- TEXT
· · · · · · ·

Ich denke, diese Art von Erklärungen und Tröstungen kennen die meisten von uns, auch ohne dass wir so viel Leid erfahren hätten wie Hiob. Die Gedanken, wo wir Fehler gemacht, falsche Entscheidungen getroffen oder etwas nicht rechtzeitig erkannt haben. Zermürbende Fragen, ob wir zu naiv, zu uninformiert, zu unfähig – oder auch zu übermütig oder zu undankbar waren?

Hiob lässt sich von seinen Freunden nicht auf diese Fährten locken. Er beharrt darauf, dass er unschuldig ist, Gott aber verantwortlich. Er bleibt bei seiner lauten Warum-Klage gegenüber Gott.

Sie werden, ihr werdet vielleicht wissen, wie die Geschichte ausgeht: Gott segnet Hiob schließlich abermals und wendet sein Los. Hiob bekommt neuen Besitz und neue Kinder. Und stirbt am Ende „alt und lebenssatt“.

· · · · · · ·

- QUELLENANGABEN
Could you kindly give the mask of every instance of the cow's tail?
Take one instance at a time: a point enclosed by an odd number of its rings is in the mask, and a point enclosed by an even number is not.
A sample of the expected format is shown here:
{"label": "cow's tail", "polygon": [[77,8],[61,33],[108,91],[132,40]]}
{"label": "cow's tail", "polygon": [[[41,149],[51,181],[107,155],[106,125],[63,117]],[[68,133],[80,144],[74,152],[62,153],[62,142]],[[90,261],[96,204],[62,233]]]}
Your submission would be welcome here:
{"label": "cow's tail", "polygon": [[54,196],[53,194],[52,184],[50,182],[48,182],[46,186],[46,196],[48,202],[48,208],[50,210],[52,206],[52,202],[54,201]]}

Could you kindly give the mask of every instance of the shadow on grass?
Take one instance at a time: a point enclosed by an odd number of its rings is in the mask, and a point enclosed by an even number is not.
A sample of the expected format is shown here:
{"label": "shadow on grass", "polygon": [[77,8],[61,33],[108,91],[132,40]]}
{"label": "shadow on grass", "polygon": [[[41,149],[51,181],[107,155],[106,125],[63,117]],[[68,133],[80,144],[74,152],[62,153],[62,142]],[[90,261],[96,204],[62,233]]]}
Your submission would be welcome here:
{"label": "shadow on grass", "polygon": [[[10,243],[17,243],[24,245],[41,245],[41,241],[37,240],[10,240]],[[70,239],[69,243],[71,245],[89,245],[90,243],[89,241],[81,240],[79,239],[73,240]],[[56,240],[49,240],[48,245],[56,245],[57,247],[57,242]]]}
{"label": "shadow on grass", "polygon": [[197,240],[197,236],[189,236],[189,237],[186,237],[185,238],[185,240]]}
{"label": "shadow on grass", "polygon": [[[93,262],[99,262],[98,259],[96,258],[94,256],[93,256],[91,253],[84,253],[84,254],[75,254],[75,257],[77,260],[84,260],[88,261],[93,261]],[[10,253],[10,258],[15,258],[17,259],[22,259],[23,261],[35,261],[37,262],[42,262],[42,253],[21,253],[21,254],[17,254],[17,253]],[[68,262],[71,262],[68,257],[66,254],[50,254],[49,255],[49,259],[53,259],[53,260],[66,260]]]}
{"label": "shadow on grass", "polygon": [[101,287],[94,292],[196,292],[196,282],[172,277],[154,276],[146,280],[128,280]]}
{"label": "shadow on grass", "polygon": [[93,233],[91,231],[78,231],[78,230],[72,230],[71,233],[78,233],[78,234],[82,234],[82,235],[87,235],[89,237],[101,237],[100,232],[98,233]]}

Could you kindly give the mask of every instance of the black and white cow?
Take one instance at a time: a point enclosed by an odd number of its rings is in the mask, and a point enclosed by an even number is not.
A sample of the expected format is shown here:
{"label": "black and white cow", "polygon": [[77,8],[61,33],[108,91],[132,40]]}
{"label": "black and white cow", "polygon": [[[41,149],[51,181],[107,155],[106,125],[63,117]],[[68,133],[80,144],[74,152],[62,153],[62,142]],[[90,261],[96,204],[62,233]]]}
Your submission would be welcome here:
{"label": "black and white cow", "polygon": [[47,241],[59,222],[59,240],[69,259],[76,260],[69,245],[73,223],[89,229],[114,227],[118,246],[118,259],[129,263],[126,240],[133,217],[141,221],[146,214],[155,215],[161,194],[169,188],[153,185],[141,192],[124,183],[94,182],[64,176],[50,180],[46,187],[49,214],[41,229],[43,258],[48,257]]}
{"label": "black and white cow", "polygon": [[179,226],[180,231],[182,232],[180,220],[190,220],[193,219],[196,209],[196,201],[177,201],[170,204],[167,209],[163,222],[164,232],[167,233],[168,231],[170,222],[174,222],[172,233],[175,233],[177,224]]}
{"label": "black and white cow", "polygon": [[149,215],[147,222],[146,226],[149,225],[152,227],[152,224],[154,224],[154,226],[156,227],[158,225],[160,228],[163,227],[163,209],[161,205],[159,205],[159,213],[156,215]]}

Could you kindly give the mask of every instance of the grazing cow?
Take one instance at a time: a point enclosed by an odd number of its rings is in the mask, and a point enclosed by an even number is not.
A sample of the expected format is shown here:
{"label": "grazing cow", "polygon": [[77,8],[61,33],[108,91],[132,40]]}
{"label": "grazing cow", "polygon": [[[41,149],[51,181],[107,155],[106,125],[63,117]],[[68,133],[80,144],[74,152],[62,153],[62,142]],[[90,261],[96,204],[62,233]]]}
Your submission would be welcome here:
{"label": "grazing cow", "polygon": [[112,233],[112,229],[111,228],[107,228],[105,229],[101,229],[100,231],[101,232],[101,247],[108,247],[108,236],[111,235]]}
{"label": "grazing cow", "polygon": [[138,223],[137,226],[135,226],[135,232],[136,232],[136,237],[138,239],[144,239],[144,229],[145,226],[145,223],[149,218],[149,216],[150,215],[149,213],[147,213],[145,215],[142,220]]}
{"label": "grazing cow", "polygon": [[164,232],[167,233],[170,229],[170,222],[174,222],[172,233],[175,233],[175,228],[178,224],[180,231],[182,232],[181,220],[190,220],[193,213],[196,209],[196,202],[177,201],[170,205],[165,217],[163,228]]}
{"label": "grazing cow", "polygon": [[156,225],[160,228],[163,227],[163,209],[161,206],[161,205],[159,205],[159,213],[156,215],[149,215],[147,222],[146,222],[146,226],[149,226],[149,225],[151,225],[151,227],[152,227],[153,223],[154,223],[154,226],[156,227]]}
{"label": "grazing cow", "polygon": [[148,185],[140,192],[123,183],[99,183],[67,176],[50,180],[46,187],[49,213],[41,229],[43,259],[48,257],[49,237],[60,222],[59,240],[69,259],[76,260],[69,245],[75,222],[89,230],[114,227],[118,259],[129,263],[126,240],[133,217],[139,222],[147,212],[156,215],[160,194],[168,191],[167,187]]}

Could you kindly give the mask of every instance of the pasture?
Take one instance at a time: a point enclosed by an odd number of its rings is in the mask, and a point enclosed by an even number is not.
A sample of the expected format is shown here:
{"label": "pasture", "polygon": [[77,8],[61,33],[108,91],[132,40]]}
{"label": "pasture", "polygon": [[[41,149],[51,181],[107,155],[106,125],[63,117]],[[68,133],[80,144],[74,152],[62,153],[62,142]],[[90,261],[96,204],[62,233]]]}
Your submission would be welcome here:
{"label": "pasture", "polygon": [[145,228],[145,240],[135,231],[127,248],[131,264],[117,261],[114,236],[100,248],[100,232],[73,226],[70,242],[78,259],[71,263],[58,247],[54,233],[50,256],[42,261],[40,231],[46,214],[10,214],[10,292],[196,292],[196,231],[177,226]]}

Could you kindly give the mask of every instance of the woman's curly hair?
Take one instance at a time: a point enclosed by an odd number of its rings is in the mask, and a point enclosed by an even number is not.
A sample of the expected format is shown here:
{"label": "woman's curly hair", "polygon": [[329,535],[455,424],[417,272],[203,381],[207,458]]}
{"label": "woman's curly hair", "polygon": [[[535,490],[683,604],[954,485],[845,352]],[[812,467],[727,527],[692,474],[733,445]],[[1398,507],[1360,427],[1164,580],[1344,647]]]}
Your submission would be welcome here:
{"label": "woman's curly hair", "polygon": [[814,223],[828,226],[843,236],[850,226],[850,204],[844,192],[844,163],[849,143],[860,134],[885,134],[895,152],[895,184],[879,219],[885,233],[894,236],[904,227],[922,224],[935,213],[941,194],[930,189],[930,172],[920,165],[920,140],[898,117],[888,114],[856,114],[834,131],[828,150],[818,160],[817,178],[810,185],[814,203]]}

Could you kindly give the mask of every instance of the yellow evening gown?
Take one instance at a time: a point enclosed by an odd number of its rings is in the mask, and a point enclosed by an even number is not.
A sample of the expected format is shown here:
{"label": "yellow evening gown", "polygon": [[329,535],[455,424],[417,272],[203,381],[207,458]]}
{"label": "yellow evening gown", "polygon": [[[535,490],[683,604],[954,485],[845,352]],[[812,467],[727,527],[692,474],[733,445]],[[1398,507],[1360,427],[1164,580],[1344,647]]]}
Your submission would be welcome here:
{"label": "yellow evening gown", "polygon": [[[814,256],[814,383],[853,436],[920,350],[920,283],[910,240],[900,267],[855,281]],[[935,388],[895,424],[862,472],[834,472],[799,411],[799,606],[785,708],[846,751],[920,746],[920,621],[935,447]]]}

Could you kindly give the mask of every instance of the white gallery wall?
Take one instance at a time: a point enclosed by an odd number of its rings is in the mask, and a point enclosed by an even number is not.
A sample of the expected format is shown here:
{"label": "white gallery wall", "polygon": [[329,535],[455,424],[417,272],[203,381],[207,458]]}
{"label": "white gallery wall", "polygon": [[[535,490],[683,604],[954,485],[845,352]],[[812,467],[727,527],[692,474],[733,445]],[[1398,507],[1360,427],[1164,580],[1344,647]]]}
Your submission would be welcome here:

· · · · · · ·

- ÜBUNGSAUFGABEN
1. Stimmen die folgenden Aussagen mit dem Text über Hiob überein? Antworten Sie jeweils mit Ja oder Nein und zitieren Sie die entscheidenden Worte des Textes wörtlich.
(a) Hiob lässt sich von seinen Freunden überzeugen, dass er selbst schuld ist.
(b) Hiob bekommt am Ende neue Kinder.
(c) Hiob stirbt jung.
2. Bitte geben Sie den Text über Hiob wortgetreu aus, beginnend bei „Ich denke, diese“ und endend bei „Warum-Klage gegenüber Gott.“.

- LÖSUNGEN
1.
(a) Nein – „Er beharrt darauf, dass er unschuldig ist, Gott aber verantwortlich.“
(b) Ja – „Hiob bekommt neuen Besitz und neue Kinder.“
(c) Nein – „Und stirbt am Ende „alt und lebenssatt“.“

2.
Ich denke, diese Art von Erklärungen und Tröstungen kennen die meisten von uns, auch ohne dass wir so viel Leid erfahren hätten wie Hiob. Die Gedanken, wo wir Fehler gemacht, falsche Entscheidungen getroffen oder etwas nicht rechtzeitig erkannt haben. Zermürbende Fragen, ob wir zu naiv, zu uninformiert, zu unfähig – oder auch zu übermütig oder zu undankbar waren?

Hiob lässt sich von seinen Freunden nicht auf diese Fährten locken. Er beharrt darauf, dass er unschuldig ist, Gott aber verantwortlich. Er bleibt bei seiner lauten Warum-Klage gegenüber Gott.